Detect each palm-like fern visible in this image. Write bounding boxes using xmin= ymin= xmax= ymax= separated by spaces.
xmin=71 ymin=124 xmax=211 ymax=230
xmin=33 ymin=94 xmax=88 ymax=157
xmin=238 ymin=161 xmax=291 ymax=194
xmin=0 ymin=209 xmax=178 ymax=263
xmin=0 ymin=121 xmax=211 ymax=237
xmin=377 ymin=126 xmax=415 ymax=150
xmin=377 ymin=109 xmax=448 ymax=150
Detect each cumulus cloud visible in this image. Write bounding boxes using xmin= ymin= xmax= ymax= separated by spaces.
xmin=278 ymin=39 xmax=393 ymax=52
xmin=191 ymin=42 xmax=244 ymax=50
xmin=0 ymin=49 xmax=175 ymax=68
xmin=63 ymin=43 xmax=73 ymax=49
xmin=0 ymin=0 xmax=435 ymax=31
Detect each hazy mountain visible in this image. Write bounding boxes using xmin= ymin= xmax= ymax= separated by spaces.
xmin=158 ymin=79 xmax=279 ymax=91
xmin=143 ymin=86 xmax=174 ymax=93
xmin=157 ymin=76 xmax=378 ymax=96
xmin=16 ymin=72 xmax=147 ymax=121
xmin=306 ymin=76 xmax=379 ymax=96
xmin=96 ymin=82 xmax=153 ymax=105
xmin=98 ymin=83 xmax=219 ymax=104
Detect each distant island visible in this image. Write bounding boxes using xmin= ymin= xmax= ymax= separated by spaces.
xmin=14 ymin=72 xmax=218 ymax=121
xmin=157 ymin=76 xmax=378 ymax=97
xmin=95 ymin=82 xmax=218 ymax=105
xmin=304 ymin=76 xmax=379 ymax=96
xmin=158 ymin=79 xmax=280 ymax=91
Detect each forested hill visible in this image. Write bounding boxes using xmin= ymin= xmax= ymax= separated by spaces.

··········

(Exercise details)
Reproduce each entry exactly, leaving out nothing.

(Solved problem)
Detect each palm-like fern visible in this image. Write bounding boxes using xmin= ymin= xmax= ymax= separated by spaces.
xmin=71 ymin=124 xmax=211 ymax=230
xmin=33 ymin=94 xmax=88 ymax=157
xmin=238 ymin=161 xmax=291 ymax=194
xmin=0 ymin=209 xmax=178 ymax=263
xmin=0 ymin=121 xmax=211 ymax=237
xmin=377 ymin=126 xmax=415 ymax=150
xmin=377 ymin=109 xmax=448 ymax=150
Detect each cumulus cloud visible in this image. Write bounding boxes using xmin= ymin= xmax= ymax= separated by spaces.
xmin=278 ymin=39 xmax=393 ymax=52
xmin=191 ymin=42 xmax=244 ymax=50
xmin=0 ymin=49 xmax=175 ymax=68
xmin=63 ymin=43 xmax=73 ymax=49
xmin=0 ymin=0 xmax=435 ymax=31
Detect each hazy mountain visible in this image. Write bounding boxes using xmin= ymin= xmax= ymax= separated by spaces.
xmin=158 ymin=79 xmax=279 ymax=91
xmin=143 ymin=86 xmax=174 ymax=93
xmin=157 ymin=76 xmax=378 ymax=96
xmin=16 ymin=72 xmax=147 ymax=121
xmin=306 ymin=76 xmax=379 ymax=96
xmin=96 ymin=82 xmax=153 ymax=105
xmin=98 ymin=83 xmax=219 ymax=104
Detect each distant island visible in this image. Write bounding boxes using xmin= ymin= xmax= ymax= separated by spaces.
xmin=14 ymin=72 xmax=218 ymax=121
xmin=157 ymin=76 xmax=378 ymax=97
xmin=95 ymin=82 xmax=218 ymax=105
xmin=304 ymin=76 xmax=379 ymax=96
xmin=158 ymin=79 xmax=280 ymax=91
Detect each forested hill visible in this image. Write bounding boxes using xmin= ymin= xmax= ymax= separated by spaces.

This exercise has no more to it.